=== What is required ===
Reproduce the passage of the Rett Syndrome article below from "However, the techniques" to "and Huntington’s disease.", keeping every word and punctuation mark unchanged.

Rett Syndrome alters no less than 2,500 genes, causing learning and memory deficits, motor dysfunction and convulsions
It was an encounter with a little girl who suffered from an enigmatic neurological disorder that set molecular geneticist Huda Zoghbi on a journey of unexpected scientific discovery, taking her from the paediatric clinic to a medical laboratory, where she would unravel the genetic origins of a rare and devastating condition — Rett Syndrome.
Professor Zoghbi, now Professor of Paediatrics, Neurology, Molecular and Human Genetics and Neuroscience at the Baylor College of Medicine, spoke on Monday of the significance of her days as a clinician when she was able to “catch medical clues” to the relatively unknown disease, and the promise of a treatment made possible by genome sequencing, which can today help identify the cause of several disorders.
It was 16 years after she met her first patient at the Texas Medical Centre in 1983 that she discovered a genetic mutation linked to Rett Syndrome, which caused a critical reduction of the methyl-CpG-binding protein 2 (MECP2) and affected “every part and every function of the brain,” Professor Zoghbi said in a lecture ‘A journey from the clinic to the laboratory to understand brain disorders’ she delivered as part of the Cell Press-TNQ India Distinguished Lectureship Series.
Rett Syndrome, an autism spectrum disorder that primarily affects girls (1 in 10,000), alters no fewer than 2,500 genes, causing learning and memory deficits, motor dysfunction and sometimes convulsions. And curiously, this hereditary condition sets in six to 18 months into the child’s life: “The girl who would sing along to nursery rhymes and greet her father when he returned from work fell silent at the age of two years. She lost her ability to use her hands and would rarely make eye contact. She could not walk with ease and most strikingly, would wring her hands constantly,” she said.
However, the techniques of genome sequencing have transformed diagnosis, “allowing us to identify causes of so many disorders,” said Professor Zoghbi, whose investigations have provided vital clues to the genetic and molecular mechanisms of other neurological disorders such as Spinocerebellar ataxia type 1 and Huntington’s disease.
“We are at a time when we can contemplate therapies,” she said, adding studies were under way to find out if an anti-epileptic drug can “pharmacologically reverse” some of the crippling symptoms. Years of research on mice models revealed that when MECP2 was not at its optimal level it impacted a specific class of neurons (GABAergic neurons), which could become targets for therapy to “rescue” MECP2 levels and therefore alleviate symptoms, she said.
Professor Zoghbi will deliver her lecture at the Music Academy in Chennai at 4.30 p.m., Wednesday, and at the Teen Murti Auditorium in New Delhi at 4.30 p.m. on Friday.

=== Region pointing data ===

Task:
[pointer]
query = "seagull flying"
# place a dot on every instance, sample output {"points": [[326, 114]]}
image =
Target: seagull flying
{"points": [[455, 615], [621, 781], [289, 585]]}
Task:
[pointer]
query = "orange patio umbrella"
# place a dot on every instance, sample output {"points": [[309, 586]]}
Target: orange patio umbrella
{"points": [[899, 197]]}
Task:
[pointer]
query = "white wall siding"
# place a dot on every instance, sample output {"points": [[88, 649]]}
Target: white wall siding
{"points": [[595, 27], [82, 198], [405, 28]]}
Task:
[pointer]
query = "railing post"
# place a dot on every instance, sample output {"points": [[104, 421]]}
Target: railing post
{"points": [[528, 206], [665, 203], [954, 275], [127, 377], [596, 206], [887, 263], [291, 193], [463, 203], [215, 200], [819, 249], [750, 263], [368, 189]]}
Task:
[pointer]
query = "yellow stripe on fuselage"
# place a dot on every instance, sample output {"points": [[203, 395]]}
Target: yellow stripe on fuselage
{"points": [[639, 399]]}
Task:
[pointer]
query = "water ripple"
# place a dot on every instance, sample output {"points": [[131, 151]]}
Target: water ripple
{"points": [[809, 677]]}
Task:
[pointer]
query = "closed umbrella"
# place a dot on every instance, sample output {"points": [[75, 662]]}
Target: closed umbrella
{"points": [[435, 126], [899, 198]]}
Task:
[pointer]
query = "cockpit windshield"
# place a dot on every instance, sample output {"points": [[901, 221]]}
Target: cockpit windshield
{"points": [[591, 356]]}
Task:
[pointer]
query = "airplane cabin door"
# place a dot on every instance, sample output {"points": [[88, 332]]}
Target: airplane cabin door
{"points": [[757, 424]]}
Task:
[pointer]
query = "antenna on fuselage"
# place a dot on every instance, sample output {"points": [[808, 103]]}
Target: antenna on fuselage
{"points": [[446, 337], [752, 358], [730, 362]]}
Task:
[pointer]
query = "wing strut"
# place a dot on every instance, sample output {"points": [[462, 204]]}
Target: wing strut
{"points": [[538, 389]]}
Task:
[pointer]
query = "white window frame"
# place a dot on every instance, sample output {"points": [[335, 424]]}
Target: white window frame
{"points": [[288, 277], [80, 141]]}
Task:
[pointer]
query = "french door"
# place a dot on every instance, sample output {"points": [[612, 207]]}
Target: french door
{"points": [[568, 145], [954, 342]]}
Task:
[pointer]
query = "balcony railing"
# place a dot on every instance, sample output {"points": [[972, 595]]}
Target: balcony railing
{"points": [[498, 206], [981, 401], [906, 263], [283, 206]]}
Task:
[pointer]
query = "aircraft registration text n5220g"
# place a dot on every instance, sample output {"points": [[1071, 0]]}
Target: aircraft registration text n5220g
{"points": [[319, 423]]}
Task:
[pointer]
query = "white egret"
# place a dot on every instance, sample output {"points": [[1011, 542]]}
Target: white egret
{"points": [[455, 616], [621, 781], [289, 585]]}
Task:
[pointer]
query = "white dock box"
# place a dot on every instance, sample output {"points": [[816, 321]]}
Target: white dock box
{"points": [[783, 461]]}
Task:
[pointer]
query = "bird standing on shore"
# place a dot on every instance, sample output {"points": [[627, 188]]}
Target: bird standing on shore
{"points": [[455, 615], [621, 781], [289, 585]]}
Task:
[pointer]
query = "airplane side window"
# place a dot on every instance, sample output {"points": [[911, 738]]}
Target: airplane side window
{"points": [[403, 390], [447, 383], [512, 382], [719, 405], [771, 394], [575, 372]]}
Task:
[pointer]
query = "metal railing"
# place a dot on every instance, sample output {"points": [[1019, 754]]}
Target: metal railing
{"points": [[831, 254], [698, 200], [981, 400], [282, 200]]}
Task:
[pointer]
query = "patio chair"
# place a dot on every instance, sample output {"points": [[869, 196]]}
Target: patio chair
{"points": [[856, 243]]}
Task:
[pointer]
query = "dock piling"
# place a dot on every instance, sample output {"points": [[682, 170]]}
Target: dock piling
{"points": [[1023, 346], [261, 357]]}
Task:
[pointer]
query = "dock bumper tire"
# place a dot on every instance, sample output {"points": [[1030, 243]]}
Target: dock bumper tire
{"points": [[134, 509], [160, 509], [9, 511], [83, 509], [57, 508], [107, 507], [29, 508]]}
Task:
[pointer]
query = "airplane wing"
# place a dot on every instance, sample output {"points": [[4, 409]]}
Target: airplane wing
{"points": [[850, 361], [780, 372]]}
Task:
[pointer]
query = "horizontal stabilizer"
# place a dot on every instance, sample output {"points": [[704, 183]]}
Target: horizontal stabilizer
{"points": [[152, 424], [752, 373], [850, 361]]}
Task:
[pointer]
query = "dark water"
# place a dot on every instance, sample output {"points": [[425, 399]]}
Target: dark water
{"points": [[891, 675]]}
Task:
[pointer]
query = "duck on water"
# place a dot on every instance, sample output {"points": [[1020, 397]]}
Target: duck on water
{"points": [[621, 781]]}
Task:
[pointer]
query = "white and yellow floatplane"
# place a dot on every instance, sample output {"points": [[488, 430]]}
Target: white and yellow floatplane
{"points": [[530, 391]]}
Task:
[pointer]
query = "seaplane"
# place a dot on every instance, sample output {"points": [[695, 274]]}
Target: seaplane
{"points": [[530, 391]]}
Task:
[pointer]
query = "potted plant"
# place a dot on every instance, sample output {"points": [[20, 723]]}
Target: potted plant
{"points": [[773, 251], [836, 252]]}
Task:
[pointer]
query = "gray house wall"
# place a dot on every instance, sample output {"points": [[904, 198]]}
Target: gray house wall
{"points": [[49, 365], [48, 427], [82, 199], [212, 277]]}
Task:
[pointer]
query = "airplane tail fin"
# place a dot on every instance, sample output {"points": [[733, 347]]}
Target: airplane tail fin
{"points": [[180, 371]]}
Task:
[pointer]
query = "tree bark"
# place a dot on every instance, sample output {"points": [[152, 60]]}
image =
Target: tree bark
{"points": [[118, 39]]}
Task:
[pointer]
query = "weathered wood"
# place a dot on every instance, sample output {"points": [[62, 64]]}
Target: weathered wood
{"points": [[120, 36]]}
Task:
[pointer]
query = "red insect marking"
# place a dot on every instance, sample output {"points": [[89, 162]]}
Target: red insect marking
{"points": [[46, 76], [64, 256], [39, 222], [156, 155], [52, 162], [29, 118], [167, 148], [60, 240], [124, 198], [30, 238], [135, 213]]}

=== Solution to this problem ===
However, the techniques of genome sequencing have transformed diagnosis, “allowing us to identify causes of so many disorders,” said Professor Zoghbi, whose investigations have provided vital clues to the genetic and molecular mechanisms of other neurological disorders such as Spinocerebellar ataxia type 1 and Huntington’s disease.